Given problem >>
Pictures in the records should not be copied, but every other part must be repeated exactly.

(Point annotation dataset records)
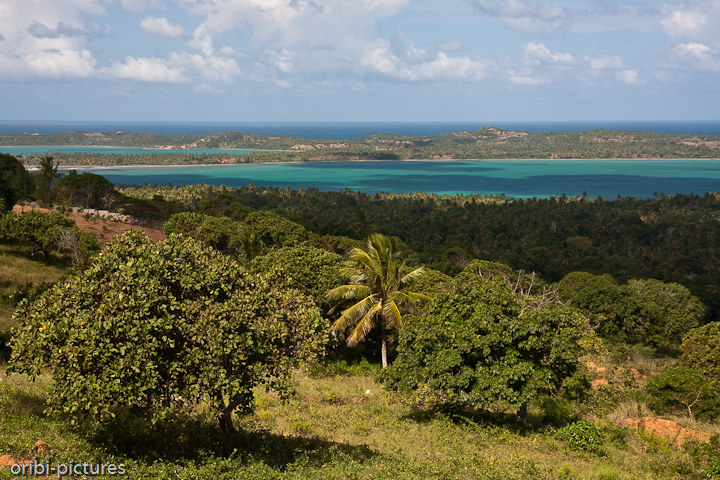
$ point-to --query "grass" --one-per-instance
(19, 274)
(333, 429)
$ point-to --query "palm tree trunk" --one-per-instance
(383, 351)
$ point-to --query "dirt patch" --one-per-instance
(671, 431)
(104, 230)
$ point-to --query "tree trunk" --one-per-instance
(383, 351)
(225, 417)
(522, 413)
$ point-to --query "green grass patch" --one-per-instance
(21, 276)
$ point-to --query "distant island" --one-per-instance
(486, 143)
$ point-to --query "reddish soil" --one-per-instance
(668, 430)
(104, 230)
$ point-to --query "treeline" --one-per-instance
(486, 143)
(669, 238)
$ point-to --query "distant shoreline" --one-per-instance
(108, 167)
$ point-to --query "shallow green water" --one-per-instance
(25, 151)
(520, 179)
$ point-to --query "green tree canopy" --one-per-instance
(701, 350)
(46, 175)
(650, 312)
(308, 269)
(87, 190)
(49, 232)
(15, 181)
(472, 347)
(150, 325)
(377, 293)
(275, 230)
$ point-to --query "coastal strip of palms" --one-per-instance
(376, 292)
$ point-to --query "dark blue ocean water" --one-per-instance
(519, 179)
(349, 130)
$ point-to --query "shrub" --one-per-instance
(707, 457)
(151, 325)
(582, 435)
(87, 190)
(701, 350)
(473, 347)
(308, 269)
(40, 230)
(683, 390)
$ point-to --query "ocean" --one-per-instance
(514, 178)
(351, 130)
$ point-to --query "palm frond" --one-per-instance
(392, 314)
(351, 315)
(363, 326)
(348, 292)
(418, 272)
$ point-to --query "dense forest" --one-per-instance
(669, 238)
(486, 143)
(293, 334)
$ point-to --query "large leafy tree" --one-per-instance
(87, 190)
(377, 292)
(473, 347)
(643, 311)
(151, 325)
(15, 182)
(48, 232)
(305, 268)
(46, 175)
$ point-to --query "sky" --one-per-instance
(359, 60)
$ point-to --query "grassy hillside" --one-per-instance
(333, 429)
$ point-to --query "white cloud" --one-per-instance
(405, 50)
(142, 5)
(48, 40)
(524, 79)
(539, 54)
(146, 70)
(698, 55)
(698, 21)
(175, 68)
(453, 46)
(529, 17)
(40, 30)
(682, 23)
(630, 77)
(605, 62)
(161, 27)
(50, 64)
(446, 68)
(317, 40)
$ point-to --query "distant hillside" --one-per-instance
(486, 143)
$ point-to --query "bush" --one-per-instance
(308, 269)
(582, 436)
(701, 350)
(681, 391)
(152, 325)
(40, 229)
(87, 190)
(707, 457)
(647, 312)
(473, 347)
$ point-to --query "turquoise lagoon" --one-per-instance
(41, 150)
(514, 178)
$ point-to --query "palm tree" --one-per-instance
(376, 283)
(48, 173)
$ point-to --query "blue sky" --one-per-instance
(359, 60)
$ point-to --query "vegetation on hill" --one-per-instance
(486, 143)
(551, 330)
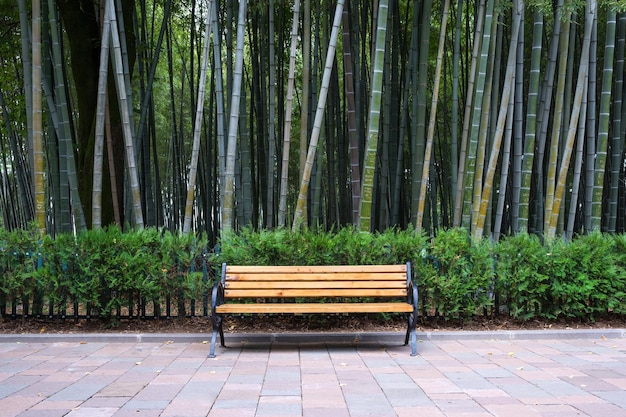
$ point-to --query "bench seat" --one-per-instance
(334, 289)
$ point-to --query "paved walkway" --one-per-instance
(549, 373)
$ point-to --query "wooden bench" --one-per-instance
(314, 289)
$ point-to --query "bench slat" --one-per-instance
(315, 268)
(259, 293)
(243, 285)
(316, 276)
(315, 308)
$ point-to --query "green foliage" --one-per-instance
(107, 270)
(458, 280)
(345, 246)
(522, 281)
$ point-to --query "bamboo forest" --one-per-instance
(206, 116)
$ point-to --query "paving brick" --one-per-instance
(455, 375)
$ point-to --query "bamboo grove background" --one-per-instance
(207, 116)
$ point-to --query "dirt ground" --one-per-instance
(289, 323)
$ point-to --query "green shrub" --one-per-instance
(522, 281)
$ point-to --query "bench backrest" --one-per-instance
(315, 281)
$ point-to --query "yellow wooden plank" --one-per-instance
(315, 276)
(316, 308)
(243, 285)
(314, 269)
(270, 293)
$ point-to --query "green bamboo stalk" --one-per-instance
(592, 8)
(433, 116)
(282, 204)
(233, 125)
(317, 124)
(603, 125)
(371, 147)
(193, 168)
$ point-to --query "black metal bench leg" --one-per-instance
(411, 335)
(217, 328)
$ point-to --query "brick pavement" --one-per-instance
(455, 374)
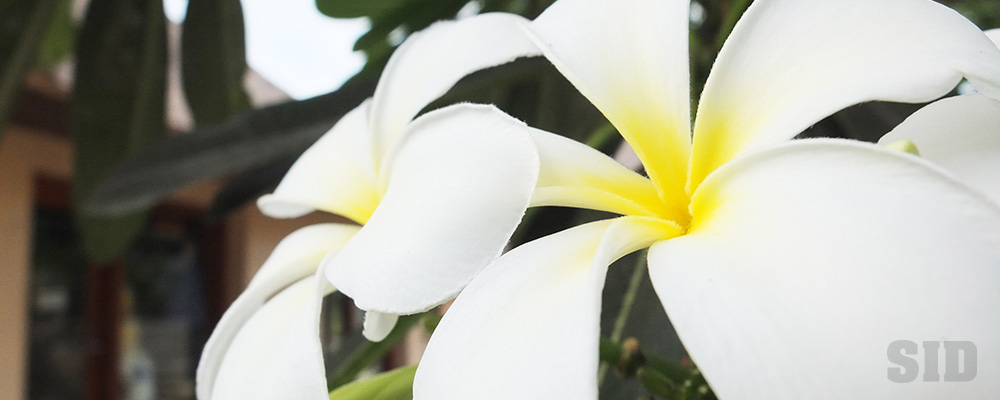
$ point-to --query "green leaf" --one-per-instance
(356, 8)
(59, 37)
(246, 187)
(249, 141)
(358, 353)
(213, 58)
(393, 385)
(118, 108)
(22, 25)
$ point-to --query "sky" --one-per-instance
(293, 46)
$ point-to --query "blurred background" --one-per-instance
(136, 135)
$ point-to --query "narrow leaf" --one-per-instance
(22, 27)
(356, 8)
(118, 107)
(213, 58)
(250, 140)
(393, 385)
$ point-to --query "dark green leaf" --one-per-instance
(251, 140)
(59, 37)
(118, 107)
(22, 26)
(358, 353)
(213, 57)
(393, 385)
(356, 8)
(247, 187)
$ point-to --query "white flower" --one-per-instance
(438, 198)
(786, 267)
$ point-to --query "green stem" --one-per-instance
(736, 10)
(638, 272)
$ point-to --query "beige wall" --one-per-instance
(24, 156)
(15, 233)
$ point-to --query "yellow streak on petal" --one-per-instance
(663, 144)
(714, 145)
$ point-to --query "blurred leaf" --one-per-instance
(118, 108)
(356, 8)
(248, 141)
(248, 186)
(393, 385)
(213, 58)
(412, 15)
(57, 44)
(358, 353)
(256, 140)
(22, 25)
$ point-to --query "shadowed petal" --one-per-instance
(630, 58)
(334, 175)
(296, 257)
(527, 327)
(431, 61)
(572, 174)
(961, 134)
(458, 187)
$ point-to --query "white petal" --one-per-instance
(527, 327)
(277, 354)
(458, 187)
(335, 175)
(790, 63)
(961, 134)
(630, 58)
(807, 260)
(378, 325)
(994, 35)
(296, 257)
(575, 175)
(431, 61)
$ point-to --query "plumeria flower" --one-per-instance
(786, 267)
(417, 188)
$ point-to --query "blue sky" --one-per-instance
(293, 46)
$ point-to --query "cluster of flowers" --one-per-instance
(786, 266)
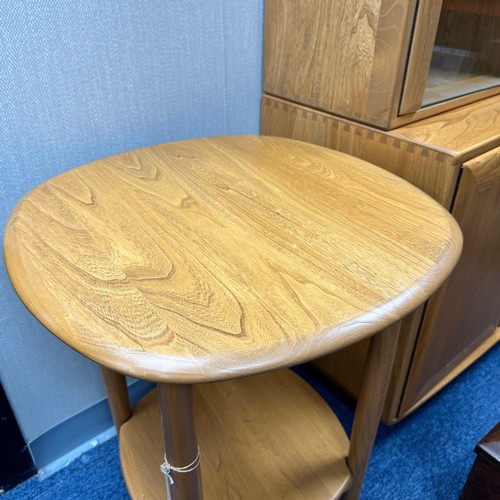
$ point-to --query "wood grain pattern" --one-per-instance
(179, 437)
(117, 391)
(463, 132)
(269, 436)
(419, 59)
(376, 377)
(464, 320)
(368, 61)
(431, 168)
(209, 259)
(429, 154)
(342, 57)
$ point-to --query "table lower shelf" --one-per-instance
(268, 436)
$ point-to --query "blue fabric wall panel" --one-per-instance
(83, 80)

Right answer >>
$ point-to --query "grass" --one-per-instance
(19, 274)
(333, 429)
$ point-to --query "palm tree trunk" --one-per-instance
(383, 351)
$ point-to --query "dirt patch" --one-per-instance
(671, 431)
(104, 230)
$ point-to --query "tree trunk" --one-per-instance
(383, 351)
(225, 417)
(522, 413)
$ point-to --query "green grass patch" --one-per-instance
(21, 276)
$ point-to --query "distant island" --one-per-instance
(486, 143)
$ point-to --query "reddish soil" --one-per-instance
(668, 430)
(104, 230)
$ point-to --query "treeline" --one-per-instance
(486, 143)
(669, 238)
$ point-to --query "distant shoreline" --one-per-instance
(108, 167)
$ point-to --query "shallow green water" --one-per-instance
(25, 151)
(520, 179)
$ point-to --query "green tree canopy" --one-per-instance
(701, 350)
(46, 175)
(650, 312)
(308, 269)
(87, 190)
(49, 232)
(15, 181)
(472, 347)
(150, 325)
(377, 293)
(275, 230)
$ point-to --query "coastal strip of palms" --one-per-instance
(376, 292)
$ point-to --query "dark blue ocean water" --one-per-instance
(519, 179)
(349, 130)
$ point-to --query "shrub" --one-per-instance
(707, 457)
(151, 325)
(582, 435)
(87, 190)
(701, 350)
(473, 347)
(308, 269)
(40, 230)
(683, 390)
$ point-to --query "ocean" --one-per-instance
(514, 178)
(351, 130)
$ point-to --query "palm frond" --one-per-instance
(392, 314)
(351, 315)
(363, 326)
(348, 292)
(418, 272)
$ point-to --query "dense forest" --one-per-instance
(669, 238)
(486, 143)
(293, 334)
$ point-to --query "large leafy tree" --one-per-instance
(87, 190)
(377, 292)
(473, 347)
(643, 311)
(151, 325)
(15, 182)
(48, 232)
(305, 268)
(46, 175)
$ point-to --query "sky" --one-per-instance
(359, 60)
$ point-to --query "grassy hillside" --one-per-instance
(333, 429)
$ point-to --query "white cloud" --one-per-instance
(405, 50)
(142, 5)
(48, 40)
(524, 79)
(539, 54)
(146, 70)
(698, 55)
(698, 21)
(175, 68)
(453, 46)
(529, 17)
(40, 30)
(682, 23)
(630, 77)
(605, 62)
(161, 27)
(50, 64)
(446, 68)
(317, 40)
$ point-to --query "distant hillside" --one-per-instance
(486, 143)
$ point-to --query "bush" --one-per-instance
(308, 269)
(582, 436)
(701, 350)
(681, 391)
(152, 325)
(40, 229)
(87, 190)
(707, 457)
(647, 312)
(473, 347)
$ point-to --query "turquoise lagoon" --one-per-instance
(41, 150)
(514, 178)
$ point-to --query "palm tree" --one-per-instance
(376, 283)
(48, 173)
$ point-to --query "blue sky" --one-per-instance
(359, 60)
$ point-to --query "vegetation on hill" --one-per-instance
(486, 143)
(551, 330)
$ point-to --query "bench seat" --one-per-instance
(334, 289)
$ point-to --query "paved walkway" --one-per-instance
(549, 373)
$ point-to --query "wooden bench" --one-per-instance
(314, 289)
$ point-to --query "bench slat" --one-per-instance
(315, 268)
(259, 293)
(243, 285)
(316, 276)
(315, 308)
$ point-to --query "green foliage" --one-per-instance
(107, 270)
(458, 280)
(345, 246)
(522, 281)
$ point-to --query "bamboo forest" --one-per-instance
(206, 116)
$ point-to --query "paving brick" --one-per-instance
(455, 375)
$ point-to --query "bamboo grove background" --one-per-instance
(207, 116)
$ point-to --query "dirt ground" --one-per-instance
(289, 323)
$ point-to --query "green shrub" --one-per-instance
(522, 281)
$ point-to --query "bench backrest" --one-per-instance
(315, 281)
$ point-to --query "yellow wooden plank" --one-per-instance
(315, 276)
(316, 308)
(243, 285)
(314, 269)
(270, 293)
$ point-to --query "green bamboo stalk" --one-per-instance
(592, 8)
(433, 116)
(282, 204)
(233, 125)
(317, 124)
(603, 125)
(371, 147)
(193, 168)
$ point-to --query "black metal bench leg" --one-per-instance
(411, 335)
(217, 328)
$ point-to --query "brick pavement" --one-per-instance
(455, 374)
$ point-to --query "green leaf" --one-per-instance
(356, 8)
(59, 37)
(246, 187)
(249, 141)
(358, 353)
(213, 58)
(393, 385)
(118, 108)
(22, 25)
$ point-to --query "sky" --one-per-instance
(293, 46)
$ point-to --query "blurred background" --one-per-instance
(136, 135)
$ point-to --query "narrow leaf" --one-per-instance
(22, 27)
(356, 8)
(118, 107)
(213, 58)
(250, 140)
(393, 385)
$ point-to --query "dark green leaf" --one-per-instance
(251, 140)
(59, 37)
(118, 107)
(22, 26)
(358, 353)
(213, 57)
(393, 385)
(356, 8)
(247, 187)
$ point-to --query "white flower" --one-per-instance
(438, 198)
(786, 267)
$ point-to --query "green stem" --one-per-instance
(736, 10)
(638, 272)
$ point-to --query "beige wall" --one-per-instance
(24, 156)
(15, 233)
$ point-to --query "yellow streak on petal" --one-per-instance
(663, 144)
(714, 145)
$ point-to --query "blurred leaf" --one-per-instance
(118, 108)
(356, 8)
(248, 141)
(248, 186)
(393, 385)
(213, 58)
(412, 15)
(57, 44)
(358, 353)
(256, 140)
(22, 25)
$ point-to --query "shadowed petal" --one-per-instance
(630, 58)
(334, 175)
(296, 257)
(527, 327)
(431, 61)
(572, 174)
(961, 134)
(458, 187)
$ point-to --query "white petal" --one-per-instance
(527, 327)
(277, 354)
(458, 187)
(335, 175)
(790, 63)
(961, 134)
(630, 58)
(807, 260)
(378, 325)
(994, 35)
(296, 257)
(575, 175)
(431, 61)
$ point-to --query "plumeria flower" --one-per-instance
(786, 267)
(417, 188)
$ point-to --query "blue sky" --one-per-instance
(293, 46)
$ point-to --query "cluster of flowers" --one-per-instance
(786, 266)
$ point-to --query "wood grain pattern" --one-per-instance
(179, 437)
(117, 391)
(463, 132)
(269, 436)
(419, 59)
(376, 377)
(464, 320)
(368, 61)
(431, 168)
(209, 259)
(429, 154)
(342, 57)
$ point-to --query "table lower shelf" --one-per-instance
(268, 436)
$ point-to --query "blue fabric wall panel" --one-per-instance
(83, 80)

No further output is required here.